(Pointing dataset listing)
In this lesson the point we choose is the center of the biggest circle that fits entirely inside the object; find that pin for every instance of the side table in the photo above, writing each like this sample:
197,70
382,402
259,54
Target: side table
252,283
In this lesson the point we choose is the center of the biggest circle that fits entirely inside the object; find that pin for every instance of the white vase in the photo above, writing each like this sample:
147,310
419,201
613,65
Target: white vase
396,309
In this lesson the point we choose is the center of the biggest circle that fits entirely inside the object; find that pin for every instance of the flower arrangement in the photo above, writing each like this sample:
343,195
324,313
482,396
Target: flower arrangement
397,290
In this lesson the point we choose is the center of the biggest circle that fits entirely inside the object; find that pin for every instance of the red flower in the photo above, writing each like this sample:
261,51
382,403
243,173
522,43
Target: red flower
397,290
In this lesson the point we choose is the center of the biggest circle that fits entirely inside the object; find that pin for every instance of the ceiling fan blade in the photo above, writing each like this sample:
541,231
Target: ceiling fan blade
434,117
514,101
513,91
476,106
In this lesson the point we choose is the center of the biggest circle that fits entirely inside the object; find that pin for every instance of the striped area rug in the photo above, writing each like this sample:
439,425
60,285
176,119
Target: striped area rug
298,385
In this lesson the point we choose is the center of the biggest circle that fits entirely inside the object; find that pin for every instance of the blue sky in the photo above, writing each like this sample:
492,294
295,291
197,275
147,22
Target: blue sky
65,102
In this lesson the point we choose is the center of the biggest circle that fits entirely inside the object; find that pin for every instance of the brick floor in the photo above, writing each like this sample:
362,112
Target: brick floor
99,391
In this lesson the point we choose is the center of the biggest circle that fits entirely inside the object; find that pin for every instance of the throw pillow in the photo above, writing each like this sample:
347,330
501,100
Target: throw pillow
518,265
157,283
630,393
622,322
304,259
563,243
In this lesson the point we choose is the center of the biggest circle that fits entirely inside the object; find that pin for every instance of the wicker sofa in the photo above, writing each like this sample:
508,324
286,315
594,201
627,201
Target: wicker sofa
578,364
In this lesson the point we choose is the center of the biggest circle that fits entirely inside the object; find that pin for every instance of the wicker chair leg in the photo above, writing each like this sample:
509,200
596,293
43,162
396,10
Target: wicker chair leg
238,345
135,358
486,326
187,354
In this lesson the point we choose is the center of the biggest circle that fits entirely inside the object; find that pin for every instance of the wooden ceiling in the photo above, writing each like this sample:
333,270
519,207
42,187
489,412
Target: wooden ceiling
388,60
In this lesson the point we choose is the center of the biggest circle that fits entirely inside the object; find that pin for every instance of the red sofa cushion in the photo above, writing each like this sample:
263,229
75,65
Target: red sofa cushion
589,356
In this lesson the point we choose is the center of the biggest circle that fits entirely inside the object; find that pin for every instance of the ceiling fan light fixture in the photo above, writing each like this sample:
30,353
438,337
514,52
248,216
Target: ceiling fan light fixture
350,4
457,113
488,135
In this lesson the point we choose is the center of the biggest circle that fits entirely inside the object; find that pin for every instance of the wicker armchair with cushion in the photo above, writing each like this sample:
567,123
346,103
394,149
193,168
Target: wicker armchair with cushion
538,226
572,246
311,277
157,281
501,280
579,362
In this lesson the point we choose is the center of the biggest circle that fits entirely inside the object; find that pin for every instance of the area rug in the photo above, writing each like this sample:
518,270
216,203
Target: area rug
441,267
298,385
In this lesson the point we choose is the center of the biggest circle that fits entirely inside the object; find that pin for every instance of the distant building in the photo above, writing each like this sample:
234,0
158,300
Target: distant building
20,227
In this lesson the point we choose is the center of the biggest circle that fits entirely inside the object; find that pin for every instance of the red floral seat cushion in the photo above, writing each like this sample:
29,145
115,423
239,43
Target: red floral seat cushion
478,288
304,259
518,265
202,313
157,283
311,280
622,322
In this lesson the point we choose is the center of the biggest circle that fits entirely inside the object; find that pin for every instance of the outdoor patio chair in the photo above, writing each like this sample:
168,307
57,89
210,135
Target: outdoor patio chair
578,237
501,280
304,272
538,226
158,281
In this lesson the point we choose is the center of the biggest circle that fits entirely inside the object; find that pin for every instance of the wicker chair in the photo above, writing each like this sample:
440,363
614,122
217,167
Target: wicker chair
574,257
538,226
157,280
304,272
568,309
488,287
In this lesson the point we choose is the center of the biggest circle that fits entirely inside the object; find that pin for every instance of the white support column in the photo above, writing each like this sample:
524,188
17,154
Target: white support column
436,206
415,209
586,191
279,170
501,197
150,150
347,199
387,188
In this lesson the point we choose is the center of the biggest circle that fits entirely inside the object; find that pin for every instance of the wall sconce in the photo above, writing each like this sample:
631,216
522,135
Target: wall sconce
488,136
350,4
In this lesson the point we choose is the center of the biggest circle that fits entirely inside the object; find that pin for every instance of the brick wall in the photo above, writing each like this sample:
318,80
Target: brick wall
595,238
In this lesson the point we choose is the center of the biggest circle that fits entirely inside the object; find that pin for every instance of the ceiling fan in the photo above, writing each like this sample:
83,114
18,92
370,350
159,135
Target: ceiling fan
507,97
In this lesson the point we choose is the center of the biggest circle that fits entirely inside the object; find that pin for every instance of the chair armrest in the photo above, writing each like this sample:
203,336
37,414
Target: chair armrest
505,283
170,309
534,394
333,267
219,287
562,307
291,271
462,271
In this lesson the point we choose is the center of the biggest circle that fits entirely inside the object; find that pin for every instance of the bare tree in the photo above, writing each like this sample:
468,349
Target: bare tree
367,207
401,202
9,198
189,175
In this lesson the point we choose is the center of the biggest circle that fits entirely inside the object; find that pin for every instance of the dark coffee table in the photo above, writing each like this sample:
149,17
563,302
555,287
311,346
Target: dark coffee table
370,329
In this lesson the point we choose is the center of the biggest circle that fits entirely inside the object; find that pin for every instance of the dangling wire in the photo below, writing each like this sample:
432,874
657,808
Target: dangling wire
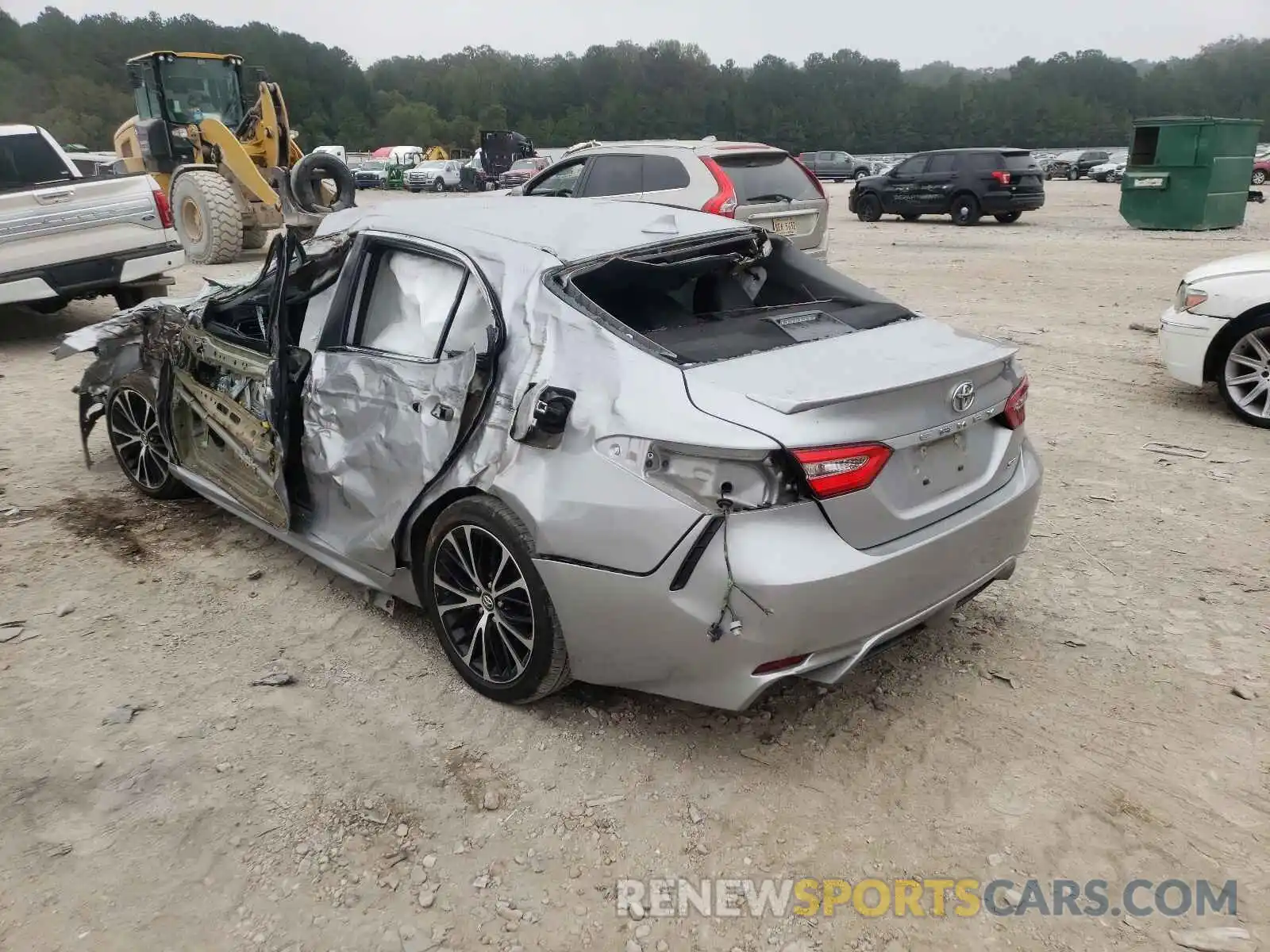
727,613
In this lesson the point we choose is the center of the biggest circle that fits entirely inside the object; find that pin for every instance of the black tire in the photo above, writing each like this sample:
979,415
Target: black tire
965,209
491,530
48,305
1226,367
869,207
209,217
129,428
306,178
254,239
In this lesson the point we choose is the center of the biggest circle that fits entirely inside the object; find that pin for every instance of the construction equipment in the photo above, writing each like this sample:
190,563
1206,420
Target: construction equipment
230,167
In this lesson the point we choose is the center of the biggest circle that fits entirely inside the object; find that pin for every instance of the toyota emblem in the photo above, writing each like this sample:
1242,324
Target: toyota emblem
963,397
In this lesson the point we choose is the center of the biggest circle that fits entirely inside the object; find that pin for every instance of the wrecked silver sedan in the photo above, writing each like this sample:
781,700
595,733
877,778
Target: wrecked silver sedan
606,441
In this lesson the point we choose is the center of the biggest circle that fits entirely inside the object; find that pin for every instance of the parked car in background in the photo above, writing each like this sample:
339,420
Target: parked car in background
498,152
743,181
1260,171
338,152
1110,171
67,236
372,173
1218,329
433,177
1076,164
965,183
810,469
522,171
836,167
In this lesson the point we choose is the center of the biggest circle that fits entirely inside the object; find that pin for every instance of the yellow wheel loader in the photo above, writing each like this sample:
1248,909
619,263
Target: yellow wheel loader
232,168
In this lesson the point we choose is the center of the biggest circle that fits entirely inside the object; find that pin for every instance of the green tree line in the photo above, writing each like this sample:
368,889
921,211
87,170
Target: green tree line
67,75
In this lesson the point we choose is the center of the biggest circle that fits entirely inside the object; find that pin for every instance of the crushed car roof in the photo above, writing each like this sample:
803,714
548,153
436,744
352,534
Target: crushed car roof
571,230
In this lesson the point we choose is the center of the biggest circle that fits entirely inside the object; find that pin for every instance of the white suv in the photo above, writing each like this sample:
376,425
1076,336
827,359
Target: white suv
742,181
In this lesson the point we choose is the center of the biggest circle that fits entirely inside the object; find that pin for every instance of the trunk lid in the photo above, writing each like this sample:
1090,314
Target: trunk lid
775,194
889,385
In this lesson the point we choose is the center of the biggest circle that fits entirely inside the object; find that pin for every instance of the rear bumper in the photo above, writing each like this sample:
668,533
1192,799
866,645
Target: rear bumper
1184,342
90,276
827,600
1005,203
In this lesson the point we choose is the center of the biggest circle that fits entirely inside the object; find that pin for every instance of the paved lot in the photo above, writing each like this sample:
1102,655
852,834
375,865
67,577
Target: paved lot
315,816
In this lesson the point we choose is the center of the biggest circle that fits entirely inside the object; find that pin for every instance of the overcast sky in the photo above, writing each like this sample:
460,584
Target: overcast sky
965,32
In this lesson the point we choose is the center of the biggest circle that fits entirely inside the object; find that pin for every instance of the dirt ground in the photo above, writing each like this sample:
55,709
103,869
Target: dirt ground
347,812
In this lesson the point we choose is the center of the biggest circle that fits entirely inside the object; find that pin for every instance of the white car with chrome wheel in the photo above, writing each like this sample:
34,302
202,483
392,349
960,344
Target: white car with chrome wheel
1218,329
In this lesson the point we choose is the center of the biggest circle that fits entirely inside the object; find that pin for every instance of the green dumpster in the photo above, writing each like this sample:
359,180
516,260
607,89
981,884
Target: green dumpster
1189,173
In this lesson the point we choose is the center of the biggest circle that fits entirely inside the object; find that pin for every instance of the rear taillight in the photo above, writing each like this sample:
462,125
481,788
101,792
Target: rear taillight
810,175
781,664
724,201
163,207
1016,406
832,471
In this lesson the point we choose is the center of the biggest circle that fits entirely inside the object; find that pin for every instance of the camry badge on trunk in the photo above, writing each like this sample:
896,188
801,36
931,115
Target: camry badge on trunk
963,397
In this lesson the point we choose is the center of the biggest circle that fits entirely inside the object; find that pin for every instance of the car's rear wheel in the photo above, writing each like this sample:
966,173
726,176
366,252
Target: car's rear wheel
137,441
1245,378
965,209
869,209
488,603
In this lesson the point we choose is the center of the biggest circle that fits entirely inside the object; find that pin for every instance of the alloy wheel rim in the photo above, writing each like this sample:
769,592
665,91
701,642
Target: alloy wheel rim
1248,374
192,219
484,605
137,438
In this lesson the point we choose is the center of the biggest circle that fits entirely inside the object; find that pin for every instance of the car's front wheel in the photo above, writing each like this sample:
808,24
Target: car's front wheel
137,441
488,603
869,209
1245,376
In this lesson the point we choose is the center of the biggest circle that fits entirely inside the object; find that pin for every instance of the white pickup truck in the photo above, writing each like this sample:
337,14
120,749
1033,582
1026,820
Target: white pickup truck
65,236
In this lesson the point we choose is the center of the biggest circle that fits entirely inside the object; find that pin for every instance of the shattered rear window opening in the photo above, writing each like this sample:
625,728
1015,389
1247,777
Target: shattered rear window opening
728,298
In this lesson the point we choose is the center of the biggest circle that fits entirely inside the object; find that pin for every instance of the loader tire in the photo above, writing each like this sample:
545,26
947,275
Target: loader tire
209,217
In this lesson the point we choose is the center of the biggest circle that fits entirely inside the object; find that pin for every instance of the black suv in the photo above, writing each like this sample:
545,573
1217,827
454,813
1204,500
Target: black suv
965,183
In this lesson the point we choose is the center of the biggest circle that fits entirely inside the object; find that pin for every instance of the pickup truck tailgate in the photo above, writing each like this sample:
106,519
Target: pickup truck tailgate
76,220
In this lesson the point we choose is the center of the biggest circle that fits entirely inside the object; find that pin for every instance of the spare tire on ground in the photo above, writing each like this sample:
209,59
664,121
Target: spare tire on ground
306,178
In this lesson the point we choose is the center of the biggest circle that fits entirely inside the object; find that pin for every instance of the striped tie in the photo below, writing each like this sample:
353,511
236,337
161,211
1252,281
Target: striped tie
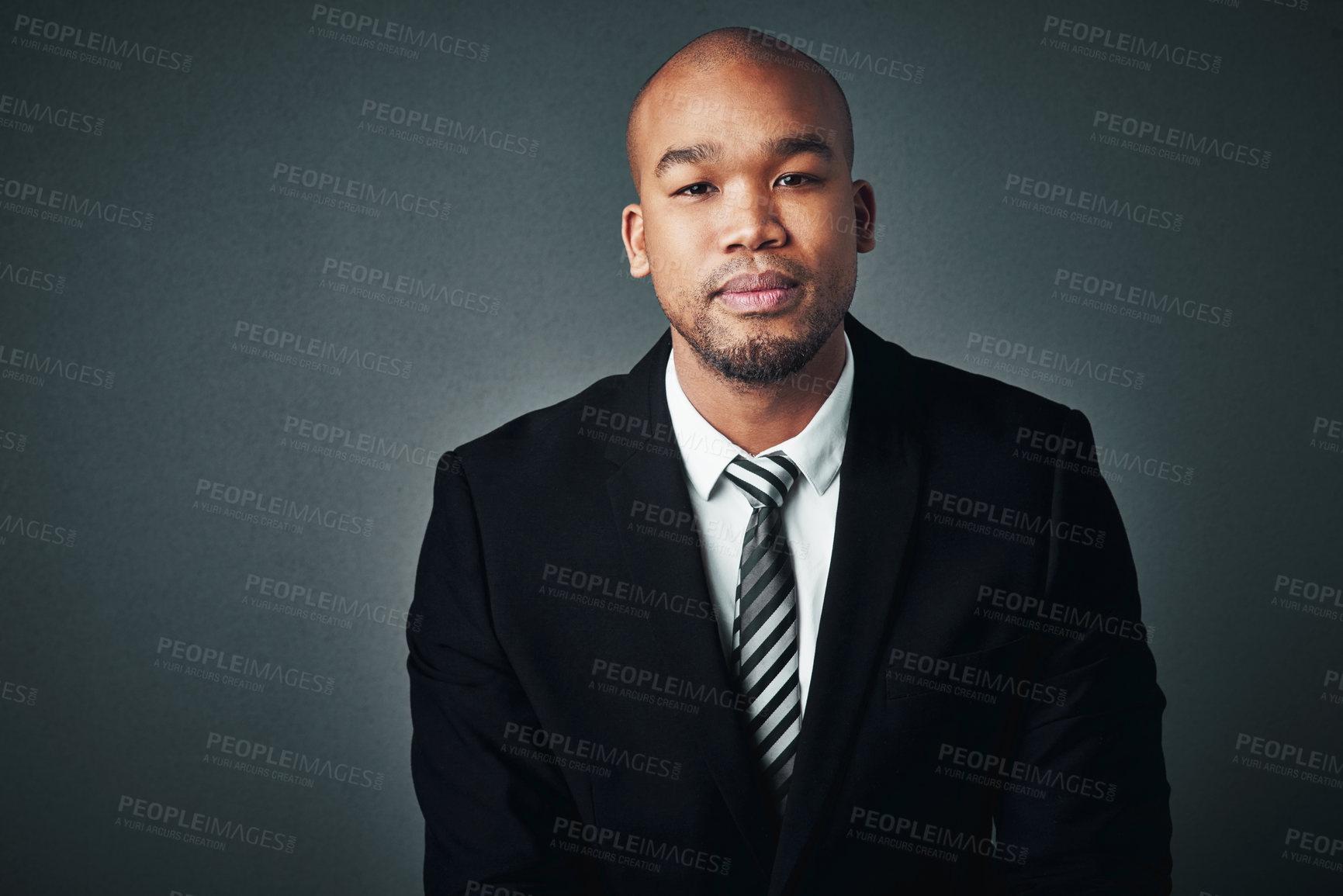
764,631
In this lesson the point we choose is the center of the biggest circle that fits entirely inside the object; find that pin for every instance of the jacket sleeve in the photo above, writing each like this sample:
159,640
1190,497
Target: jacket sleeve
1107,828
488,815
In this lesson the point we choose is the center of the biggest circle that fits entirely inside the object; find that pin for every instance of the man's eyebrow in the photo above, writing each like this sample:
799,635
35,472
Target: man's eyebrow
795,145
696,155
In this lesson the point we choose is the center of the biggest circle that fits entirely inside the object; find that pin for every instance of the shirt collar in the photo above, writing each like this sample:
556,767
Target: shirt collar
817,449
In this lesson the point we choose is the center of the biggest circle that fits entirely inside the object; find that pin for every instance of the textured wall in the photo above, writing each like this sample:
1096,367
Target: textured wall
157,240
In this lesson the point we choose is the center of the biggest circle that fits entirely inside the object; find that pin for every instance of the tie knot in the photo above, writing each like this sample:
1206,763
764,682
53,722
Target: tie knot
764,480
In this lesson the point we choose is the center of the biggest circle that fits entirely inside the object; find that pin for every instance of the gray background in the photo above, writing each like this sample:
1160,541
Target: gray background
81,624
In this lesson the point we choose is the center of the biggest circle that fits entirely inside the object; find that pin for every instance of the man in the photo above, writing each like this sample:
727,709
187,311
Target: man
784,609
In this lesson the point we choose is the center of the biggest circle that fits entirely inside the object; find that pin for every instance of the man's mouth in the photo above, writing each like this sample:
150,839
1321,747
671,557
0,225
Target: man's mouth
758,292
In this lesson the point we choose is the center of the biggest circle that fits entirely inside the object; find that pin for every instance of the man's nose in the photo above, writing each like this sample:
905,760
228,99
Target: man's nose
751,220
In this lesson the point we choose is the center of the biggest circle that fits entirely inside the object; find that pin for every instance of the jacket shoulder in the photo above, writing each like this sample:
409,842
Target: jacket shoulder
538,434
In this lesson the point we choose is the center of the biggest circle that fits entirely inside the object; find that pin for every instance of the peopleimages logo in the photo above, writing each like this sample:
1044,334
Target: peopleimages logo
1133,46
33,278
269,760
69,209
180,824
244,500
1047,363
66,35
34,368
1154,139
27,113
1116,296
209,662
334,189
403,38
282,340
1089,207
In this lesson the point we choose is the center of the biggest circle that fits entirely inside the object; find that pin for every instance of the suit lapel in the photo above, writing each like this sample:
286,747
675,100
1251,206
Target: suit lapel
878,495
688,646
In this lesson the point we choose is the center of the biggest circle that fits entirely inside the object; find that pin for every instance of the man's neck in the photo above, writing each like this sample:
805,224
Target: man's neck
759,417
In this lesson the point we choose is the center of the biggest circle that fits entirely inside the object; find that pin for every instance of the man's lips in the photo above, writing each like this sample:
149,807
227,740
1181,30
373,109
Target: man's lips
758,292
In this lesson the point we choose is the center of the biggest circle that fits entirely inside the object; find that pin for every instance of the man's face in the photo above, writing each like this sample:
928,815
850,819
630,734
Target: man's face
747,215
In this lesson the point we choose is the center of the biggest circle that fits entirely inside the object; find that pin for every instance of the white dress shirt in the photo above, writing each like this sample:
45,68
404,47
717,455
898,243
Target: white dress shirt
808,510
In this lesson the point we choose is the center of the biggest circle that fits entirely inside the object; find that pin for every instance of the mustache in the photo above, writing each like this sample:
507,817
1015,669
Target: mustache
753,265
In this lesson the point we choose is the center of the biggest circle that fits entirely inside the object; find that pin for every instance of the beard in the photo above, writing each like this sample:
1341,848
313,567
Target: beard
763,358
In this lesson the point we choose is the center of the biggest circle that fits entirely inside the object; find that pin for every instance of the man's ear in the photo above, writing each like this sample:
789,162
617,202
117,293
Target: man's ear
632,231
865,215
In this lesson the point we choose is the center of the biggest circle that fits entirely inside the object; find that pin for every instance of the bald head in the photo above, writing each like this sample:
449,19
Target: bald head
718,53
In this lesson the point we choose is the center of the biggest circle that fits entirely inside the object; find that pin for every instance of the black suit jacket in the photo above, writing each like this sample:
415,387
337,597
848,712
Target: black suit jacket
983,714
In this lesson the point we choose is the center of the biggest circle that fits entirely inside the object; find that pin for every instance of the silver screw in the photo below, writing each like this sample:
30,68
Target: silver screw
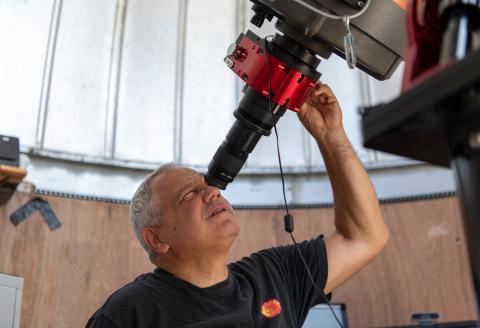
228,61
474,140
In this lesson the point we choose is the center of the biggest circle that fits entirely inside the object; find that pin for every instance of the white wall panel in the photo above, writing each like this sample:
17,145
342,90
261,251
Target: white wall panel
345,83
384,92
77,108
145,125
209,89
24,27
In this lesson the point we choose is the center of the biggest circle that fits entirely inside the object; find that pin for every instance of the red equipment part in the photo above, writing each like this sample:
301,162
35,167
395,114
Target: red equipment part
424,42
289,87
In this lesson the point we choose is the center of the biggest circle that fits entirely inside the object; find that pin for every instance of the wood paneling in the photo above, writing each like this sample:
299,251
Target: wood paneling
69,272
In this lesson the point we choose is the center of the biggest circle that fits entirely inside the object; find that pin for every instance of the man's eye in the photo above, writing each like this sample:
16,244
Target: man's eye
189,195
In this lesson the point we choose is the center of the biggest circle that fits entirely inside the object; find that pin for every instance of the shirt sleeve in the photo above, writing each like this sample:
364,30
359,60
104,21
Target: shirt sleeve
100,321
289,264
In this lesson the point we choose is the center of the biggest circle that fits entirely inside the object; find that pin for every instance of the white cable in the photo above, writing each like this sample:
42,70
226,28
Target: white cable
333,16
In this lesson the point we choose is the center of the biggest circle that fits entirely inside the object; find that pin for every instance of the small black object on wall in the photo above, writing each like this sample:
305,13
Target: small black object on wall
34,204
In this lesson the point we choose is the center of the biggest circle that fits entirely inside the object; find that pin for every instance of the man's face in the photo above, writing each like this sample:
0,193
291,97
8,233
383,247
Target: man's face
195,217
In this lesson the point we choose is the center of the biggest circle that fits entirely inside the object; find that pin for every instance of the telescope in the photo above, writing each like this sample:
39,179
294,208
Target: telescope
280,73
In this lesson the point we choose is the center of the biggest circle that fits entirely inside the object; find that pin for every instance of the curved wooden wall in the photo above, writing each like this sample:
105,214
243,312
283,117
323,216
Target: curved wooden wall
70,272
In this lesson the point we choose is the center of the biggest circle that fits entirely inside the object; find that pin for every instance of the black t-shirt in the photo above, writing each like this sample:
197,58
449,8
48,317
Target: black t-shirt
270,288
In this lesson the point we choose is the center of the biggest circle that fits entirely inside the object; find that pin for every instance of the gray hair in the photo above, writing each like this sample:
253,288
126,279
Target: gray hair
145,209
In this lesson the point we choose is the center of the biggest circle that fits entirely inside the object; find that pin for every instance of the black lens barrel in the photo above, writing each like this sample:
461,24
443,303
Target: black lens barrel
253,119
254,115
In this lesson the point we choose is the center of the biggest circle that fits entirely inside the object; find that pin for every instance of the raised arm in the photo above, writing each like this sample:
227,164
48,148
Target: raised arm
360,233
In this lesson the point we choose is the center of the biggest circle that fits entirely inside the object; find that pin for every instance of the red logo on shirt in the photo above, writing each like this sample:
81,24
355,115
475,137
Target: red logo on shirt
271,308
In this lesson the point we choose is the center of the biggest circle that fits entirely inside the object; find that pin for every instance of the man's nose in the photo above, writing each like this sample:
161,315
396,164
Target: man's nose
211,193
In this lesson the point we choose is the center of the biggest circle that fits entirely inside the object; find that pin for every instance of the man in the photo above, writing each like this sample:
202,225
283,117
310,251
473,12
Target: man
187,228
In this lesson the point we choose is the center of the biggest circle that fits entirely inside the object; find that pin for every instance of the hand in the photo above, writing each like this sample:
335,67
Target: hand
321,112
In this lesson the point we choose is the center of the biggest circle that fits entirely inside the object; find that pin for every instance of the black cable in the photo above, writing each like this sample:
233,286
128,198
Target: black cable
289,218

### WRITTEN PROBLEM
Render the stretch from the line containing "of the hand" through the end of the listing as a numbered list, omitting any blank lines.

### TASK ANSWER
1. In this lesson the point we choose is the center of the biggest circle that fits entirely inside the object; find that pin for every instance of the hand in the photo above, writing each like this sample:
2. 335,67
3. Target: hand
4. 321,112
5. In this lesson the point we choose is the center of the biggest circle that fits entirely inside the object; find that pin for every instance of the black cable in the photo above, writing each like this sample:
6. 233,286
7. 128,198
8. Target: black cable
9. 289,218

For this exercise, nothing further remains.